▶ _PROBLEM TO SOLVE_
Give back, unchanged, each line from the one containing "hmm ok let me think… yeah I need the water" through the last line of the entries below.

▶ _DATA TO EXAMINE_
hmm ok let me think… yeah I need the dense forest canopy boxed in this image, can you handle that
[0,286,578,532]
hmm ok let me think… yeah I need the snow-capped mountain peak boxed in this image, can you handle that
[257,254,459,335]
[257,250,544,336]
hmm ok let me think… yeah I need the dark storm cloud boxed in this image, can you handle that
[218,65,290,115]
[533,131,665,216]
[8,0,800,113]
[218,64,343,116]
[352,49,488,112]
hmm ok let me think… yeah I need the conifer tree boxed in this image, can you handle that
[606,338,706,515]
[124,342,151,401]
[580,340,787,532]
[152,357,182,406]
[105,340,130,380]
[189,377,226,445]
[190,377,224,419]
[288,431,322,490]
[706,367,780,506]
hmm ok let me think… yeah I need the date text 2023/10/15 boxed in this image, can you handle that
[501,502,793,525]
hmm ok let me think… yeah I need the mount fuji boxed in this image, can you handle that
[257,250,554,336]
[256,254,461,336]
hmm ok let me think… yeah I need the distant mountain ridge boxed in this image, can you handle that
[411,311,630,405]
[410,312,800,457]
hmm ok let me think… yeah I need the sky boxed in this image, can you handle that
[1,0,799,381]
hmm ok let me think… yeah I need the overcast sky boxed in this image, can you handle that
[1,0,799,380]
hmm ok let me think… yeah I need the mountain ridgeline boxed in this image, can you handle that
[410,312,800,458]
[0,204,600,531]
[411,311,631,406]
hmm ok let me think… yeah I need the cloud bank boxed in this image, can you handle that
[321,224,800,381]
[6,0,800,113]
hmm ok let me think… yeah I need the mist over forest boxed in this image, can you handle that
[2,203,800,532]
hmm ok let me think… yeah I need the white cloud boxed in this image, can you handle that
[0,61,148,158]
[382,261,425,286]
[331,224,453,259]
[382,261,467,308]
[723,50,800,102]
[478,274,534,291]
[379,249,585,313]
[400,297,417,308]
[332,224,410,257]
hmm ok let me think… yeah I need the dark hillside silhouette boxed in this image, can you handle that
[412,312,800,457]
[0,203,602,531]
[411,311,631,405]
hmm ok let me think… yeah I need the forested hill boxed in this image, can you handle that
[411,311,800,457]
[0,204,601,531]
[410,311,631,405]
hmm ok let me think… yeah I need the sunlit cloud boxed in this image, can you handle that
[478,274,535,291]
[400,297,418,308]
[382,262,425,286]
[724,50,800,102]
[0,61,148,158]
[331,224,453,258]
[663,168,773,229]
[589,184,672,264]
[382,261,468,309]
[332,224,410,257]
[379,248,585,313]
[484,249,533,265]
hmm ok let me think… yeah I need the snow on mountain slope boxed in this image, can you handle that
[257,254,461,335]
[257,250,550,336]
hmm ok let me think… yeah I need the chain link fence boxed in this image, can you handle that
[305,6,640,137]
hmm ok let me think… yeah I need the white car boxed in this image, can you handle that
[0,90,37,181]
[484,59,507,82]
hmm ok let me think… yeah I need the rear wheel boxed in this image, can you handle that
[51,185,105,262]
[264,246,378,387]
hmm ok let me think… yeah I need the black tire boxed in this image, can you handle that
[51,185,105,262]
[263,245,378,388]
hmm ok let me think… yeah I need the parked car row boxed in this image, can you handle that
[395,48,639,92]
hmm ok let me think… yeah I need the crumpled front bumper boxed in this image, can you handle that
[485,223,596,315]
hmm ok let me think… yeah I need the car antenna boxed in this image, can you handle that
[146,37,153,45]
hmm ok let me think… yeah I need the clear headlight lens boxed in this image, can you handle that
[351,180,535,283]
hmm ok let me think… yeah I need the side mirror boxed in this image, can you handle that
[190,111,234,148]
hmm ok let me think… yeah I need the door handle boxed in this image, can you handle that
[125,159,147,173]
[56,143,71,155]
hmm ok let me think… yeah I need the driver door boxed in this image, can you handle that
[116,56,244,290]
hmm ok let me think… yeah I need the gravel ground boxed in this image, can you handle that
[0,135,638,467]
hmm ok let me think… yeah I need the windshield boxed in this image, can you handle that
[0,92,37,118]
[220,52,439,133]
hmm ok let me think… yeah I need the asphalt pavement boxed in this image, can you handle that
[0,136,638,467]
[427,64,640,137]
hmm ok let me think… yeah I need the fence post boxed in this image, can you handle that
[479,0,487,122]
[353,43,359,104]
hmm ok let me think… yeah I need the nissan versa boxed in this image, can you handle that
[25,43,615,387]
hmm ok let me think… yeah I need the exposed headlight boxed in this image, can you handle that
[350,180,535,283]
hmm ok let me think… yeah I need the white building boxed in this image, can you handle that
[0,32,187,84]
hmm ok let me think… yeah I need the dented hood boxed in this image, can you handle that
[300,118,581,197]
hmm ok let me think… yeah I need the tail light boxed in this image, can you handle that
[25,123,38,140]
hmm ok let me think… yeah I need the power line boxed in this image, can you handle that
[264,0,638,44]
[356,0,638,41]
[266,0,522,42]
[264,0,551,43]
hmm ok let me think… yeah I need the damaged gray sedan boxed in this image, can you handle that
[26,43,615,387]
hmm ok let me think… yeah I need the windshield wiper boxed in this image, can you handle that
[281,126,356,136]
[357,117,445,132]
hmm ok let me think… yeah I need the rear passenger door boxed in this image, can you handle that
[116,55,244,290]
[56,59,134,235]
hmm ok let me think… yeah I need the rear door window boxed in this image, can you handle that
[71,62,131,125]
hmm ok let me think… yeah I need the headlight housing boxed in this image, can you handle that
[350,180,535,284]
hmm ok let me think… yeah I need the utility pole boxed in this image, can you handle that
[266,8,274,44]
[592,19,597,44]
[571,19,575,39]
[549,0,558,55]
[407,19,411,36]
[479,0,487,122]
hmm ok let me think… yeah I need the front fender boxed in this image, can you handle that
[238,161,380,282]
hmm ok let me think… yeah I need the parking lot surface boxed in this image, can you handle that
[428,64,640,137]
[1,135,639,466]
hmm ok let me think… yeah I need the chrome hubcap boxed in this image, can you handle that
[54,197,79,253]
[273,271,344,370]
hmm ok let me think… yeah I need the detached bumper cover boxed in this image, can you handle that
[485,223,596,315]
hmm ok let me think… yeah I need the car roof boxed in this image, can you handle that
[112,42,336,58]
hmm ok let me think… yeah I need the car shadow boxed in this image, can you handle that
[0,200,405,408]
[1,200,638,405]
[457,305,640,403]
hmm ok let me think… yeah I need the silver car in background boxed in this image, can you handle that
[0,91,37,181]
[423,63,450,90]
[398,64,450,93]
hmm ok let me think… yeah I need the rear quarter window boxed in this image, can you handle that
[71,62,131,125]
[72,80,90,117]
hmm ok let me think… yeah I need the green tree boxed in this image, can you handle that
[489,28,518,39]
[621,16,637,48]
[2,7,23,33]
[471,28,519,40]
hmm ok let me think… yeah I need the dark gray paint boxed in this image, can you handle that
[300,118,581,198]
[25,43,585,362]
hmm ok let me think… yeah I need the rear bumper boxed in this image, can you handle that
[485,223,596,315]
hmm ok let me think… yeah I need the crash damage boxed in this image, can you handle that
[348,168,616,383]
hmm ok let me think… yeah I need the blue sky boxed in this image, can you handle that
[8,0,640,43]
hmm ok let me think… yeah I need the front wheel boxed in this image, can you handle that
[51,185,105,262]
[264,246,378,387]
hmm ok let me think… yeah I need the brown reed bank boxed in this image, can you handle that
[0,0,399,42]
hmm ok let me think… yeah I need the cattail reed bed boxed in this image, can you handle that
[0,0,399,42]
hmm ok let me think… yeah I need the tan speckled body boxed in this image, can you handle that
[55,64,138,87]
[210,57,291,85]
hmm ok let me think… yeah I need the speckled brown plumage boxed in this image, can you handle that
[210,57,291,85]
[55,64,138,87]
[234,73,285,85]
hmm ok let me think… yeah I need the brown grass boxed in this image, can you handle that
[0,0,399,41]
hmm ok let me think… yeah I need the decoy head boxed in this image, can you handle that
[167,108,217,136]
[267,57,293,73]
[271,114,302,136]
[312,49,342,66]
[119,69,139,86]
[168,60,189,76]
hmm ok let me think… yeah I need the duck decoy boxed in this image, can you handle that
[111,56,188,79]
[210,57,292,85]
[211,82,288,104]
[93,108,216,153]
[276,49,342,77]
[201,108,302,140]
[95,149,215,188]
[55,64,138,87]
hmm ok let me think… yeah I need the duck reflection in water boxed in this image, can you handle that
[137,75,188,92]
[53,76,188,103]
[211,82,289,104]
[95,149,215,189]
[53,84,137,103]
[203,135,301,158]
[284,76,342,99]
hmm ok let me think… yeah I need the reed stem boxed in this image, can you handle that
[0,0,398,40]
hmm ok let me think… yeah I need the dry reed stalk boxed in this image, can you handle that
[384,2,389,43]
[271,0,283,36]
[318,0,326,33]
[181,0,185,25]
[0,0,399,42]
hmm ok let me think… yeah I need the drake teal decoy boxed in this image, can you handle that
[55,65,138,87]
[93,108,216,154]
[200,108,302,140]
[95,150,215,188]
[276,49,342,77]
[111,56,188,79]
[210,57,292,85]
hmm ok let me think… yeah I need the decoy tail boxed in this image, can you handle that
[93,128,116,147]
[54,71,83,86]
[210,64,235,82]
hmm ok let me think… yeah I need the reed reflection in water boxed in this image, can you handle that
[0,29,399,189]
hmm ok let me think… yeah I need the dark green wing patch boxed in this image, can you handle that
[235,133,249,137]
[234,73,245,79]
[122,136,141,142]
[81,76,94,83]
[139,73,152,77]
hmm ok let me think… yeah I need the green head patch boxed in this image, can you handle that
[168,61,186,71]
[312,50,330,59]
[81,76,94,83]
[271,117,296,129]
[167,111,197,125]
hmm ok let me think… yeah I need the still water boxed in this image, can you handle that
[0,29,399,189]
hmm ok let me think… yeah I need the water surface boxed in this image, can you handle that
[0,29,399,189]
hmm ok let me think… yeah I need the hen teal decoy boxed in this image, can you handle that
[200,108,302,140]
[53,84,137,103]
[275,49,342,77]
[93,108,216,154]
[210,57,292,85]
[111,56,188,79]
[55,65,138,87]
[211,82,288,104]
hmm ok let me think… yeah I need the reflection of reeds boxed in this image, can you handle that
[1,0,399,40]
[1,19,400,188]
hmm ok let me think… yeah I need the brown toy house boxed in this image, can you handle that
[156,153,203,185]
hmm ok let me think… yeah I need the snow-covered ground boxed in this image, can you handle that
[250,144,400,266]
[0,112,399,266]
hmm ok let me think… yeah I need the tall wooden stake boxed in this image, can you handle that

▶ _EXERCISE SOLUTION_
hmm ok let me think… yeah I need the water surface boxed in this image, can you handle that
[0,29,399,189]
hmm ok let me think… yeah I need the hen teal decoy boxed in this image, can you handle that
[200,108,302,140]
[53,84,137,103]
[275,49,342,77]
[93,108,216,154]
[210,57,292,85]
[111,56,188,79]
[55,65,138,87]
[211,82,288,104]
hmm ok let me think… yeah I need the reflection of reeds boxed in this image, can you handle that
[1,0,399,40]
[1,19,400,188]
hmm ok let me think… yeah I need the brown toy house boxed in this image, can you handle that
[156,153,203,185]
hmm ok let me think… yeah I need the snow-covered ground boxed in this image, can you handle that
[250,144,400,266]
[0,112,399,266]
hmm ok let me think… yeah I need the tall wooden stake boxed in this image, can you handle that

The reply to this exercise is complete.